» **AIM**: Reproduce the lines below word for word, omitting the pictures.

[Position annotation records]
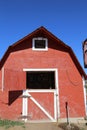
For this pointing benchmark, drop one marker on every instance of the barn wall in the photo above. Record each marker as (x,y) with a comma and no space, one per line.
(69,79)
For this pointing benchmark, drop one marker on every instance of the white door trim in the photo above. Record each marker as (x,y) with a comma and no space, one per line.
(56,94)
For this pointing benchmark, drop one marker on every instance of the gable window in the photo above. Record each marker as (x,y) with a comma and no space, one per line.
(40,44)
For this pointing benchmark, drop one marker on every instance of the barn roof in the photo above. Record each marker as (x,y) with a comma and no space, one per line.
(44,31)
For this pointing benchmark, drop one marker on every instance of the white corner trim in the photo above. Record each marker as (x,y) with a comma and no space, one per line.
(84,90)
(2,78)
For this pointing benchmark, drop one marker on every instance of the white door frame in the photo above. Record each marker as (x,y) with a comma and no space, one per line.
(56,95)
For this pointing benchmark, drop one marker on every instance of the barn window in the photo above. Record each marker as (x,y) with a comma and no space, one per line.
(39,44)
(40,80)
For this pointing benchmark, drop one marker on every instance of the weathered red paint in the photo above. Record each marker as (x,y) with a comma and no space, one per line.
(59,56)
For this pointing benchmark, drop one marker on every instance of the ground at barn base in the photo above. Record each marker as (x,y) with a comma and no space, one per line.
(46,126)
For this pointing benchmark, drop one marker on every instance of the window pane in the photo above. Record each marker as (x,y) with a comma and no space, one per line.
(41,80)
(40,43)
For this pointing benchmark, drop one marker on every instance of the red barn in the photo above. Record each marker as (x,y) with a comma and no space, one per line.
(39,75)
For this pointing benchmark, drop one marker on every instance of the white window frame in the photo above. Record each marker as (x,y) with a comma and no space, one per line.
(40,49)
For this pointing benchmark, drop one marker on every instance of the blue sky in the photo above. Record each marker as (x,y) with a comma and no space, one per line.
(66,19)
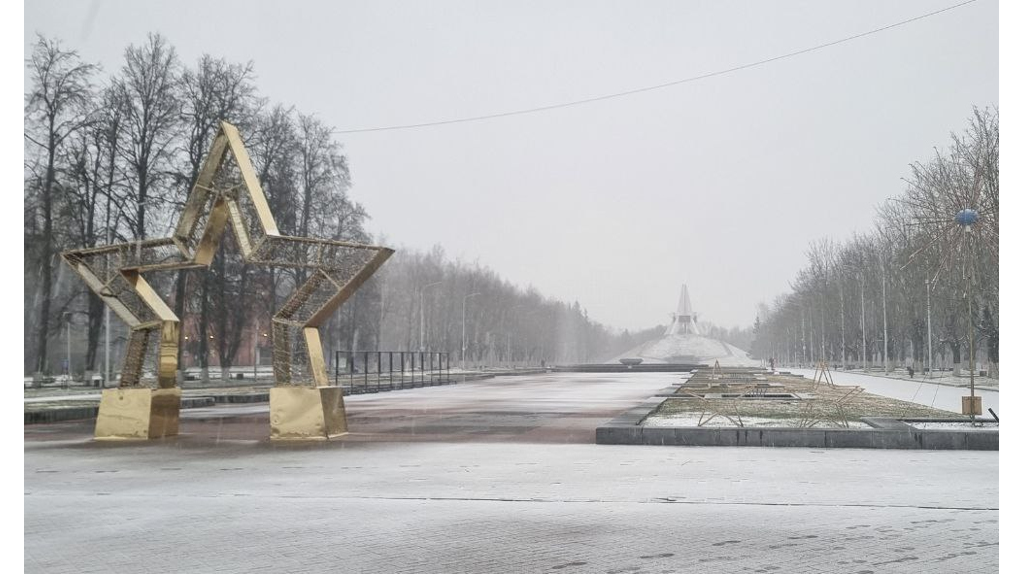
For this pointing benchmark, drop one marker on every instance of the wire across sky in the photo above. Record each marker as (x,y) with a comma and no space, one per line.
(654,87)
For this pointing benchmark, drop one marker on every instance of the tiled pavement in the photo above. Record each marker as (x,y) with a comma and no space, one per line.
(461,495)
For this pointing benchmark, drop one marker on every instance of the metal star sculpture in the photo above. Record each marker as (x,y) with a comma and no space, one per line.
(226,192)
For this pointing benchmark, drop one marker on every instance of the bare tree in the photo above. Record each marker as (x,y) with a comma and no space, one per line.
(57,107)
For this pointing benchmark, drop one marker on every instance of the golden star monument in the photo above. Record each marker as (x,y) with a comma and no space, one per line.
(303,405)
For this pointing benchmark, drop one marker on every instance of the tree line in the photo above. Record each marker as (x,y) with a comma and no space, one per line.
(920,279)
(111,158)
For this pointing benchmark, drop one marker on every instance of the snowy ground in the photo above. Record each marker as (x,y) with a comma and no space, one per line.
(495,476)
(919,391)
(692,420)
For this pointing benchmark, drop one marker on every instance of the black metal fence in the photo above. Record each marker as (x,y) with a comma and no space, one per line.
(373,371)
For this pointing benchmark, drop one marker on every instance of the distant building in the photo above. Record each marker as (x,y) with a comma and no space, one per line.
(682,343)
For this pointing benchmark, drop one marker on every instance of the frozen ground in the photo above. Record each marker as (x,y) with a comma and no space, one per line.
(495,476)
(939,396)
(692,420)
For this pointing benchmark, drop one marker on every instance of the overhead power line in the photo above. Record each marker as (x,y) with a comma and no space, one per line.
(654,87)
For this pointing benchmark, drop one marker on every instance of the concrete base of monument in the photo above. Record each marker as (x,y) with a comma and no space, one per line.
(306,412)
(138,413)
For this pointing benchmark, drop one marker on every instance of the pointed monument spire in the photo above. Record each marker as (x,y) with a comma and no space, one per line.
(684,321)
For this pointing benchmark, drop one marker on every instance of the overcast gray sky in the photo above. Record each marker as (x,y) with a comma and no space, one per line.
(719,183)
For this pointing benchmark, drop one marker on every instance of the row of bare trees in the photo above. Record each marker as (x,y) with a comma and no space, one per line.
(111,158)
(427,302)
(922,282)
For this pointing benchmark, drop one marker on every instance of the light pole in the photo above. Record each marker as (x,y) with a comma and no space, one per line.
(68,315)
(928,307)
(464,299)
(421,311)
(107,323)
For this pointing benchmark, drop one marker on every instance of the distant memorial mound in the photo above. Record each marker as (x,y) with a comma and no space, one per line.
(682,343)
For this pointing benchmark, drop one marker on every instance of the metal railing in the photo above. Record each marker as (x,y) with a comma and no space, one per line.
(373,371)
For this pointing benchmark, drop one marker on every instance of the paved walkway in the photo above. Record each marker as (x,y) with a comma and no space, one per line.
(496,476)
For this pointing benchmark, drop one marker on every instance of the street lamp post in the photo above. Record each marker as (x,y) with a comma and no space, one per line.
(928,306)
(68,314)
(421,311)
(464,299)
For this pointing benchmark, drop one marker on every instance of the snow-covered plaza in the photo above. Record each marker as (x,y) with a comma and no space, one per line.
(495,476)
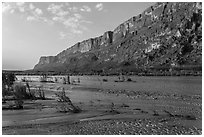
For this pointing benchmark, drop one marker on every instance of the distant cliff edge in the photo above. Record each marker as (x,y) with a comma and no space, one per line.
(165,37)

» **EXERCISE SOLUTION**:
For this pointing benchmark, drop one marker on every instance of the barn wall in the photo above. Record each marker as (x,y) with a comma and no space, one per line.
(69,79)
For this pointing benchmark, drop one marker on every instance of the white door trim in the photo above. Record each marker as (x,y) with a comma and no space, one per line.
(56,94)
For this pointing benchmark, drop one marker on every instance of the gable window in the photo above. Record each marker as (x,y) with a comma and no space, one per line.
(40,44)
For this pointing benchmark, drop one marker on every instance of the barn roof in the photo above. Record each marker as (x,y) with a comma and no space, one per line.
(44,31)
For this pointing benchmark, drop one marker on every instance of the white corner trim in the photo above. Record each marker as (x,y) with a comma and no space, one per line.
(84,90)
(2,78)
For this pointing benchmark, drop one marker on every instance of the white door frame in the photo above. Record each marker as (x,y) with a comma and no space, one per line.
(56,95)
For this pointing benchmark, drop one marker on every instance of the barn window in the photo above. Record each marker as (x,y) with a comma and no space, one per line.
(39,44)
(40,80)
For this pointing benchmark, drop one marker on every instance of the weathered red paint in the photo above. Record each marker as (x,y) with a comma and no space, one per line.
(59,56)
For this pointing benchmark, drop one marker on every instance of the ground at barn base in the photo above. Record each marker as (x,y) with a comma and no space, one per line.
(46,126)
For this pointing benchmark, drop one marker on every instance of the window pane in the photo above. Record each marker as (x,y) with a comma and no space, one per line.
(41,80)
(40,43)
For this pointing benchmark, drop one marker on every instance of the red barn in the photo above. Record each marker as (x,y) with a comma and no space, one per line.
(39,75)
For this pointing benchmark, drop one marker on every instance of the white window frame in the photo above. Record each marker as (x,y) with a comma and no space, one per line.
(40,49)
For this pointing benchmark, drop one marker on every instance of the blue sky in the photo above. Record each marker as (x,y) with a comma and no space, one per line.
(66,19)
For this pointing benchmark, drop one marker on every instance of the wire across sky in the photo above. Record each marker as (x,y) with a comma and no space, one per line.
(654,87)
For this pointing benchmark, drop one marker on every instance of the tiled pavement in the photo above. Record each marker as (x,y) with a comma and no space, one per line.
(461,495)
For this pointing benchmark, drop one marker on every instance of the metal star sculpture in the photo above. Record each marker as (x,y) with a comma and no space, one per line.
(226,192)
For this pointing benchmark, drop one marker on every instance of the bare tree in the photo above. Record each marker as (x,y) with a comma and no space, one per line.
(57,107)
For this pointing benchmark, drop one marker on every instance of the golden star monument in the photo above. Record each marker as (x,y) with a comma and no space, one per line.
(303,405)
For this pointing benchmark, drop one marker on every instance of the tree line in the photo above. Record each marker as (x,y) with a comma and no space, one per line.
(920,279)
(111,158)
For this pointing benchmark, drop one marker on every instance of the snowy ground in the photo above. Record each marker as (x,y) with a comma and no space, one per line.
(495,476)
(919,391)
(692,420)
For this pointing benchmark, drop one marker on every instance of the black metal fence in the photo above. Record each marker as (x,y) with a comma and no space, one per line.
(373,371)
For this pointing benchmark, drop one marker on every instance of the distant building in the photo above. Record each marker as (x,y) with a comma and no space, one per line.
(682,343)
For this pointing benchmark, drop one marker on every instance of the frozen ground in the photo above. Record each marker as (x,y) with a comma and no space, one per line.
(495,476)
(939,396)
(692,420)
For this pointing benchmark, drop one marker on every instance of the overhead power line in the photo above. Record each marker as (x,y) with a comma and no space, one per line.
(654,87)
For this pointing benchmark, drop one marker on every instance of the concrete base of monument in the photo above. Record each marker as (x,y) with a comma and no space, one per line.
(306,412)
(138,413)
For this pointing benchmark, drop one marker on every instance of the pointed monument spire in the photo above. Record each marker as (x,y) with a comma and no space, one per line.
(684,321)
For this pointing benchmark, drop one marker on every instance of the overcast gray sky in the photo above. Record each marker as (x,y) with a comma and no space, one per line.
(719,183)
For this pointing benchmark, drop one marker on every instance of the row of bare trees in the photo above. Record each marker as (x,y) with a comma and no space, one per line.
(111,158)
(427,302)
(922,282)
For this pointing benchmark, drop one marker on every instance of the light pole in the photo above. Record each marker as (x,y) with a comma and no space, one per line.
(68,315)
(928,307)
(464,299)
(421,311)
(107,323)
For this pointing benchmark, drop one marker on every instance of the distant memorial mound in the photo above. Record each marker as (x,y) with a comma and no space, one per line.
(682,343)
For this pointing benchmark, drop one marker on every instance of the metal railing in the photo above. Record each marker as (x,y) with a comma and no space, one per line.
(373,371)
For this pointing benchmark, drop one marker on every instance of the paved walkway in the photo above. Record each marker as (x,y) with a comma and no space, one per line.
(496,476)
For this pointing benchmark, drop one marker on every instance of the street lamp post in the photo above. Record each marker as (x,y) with a comma and no space, one per line.
(928,306)
(68,314)
(421,311)
(464,299)
For this pointing benchmark, drop one marker on every instance of the snow-covered plaza in the photo above. Record each marker as (x,y) with a comma and no space, one per line.
(495,476)
For this pointing benchmark, drop one marker on every instance of the distant cliff edge in the photo above. Record each marker as (x,y) with a comma and no space, one per line.
(165,37)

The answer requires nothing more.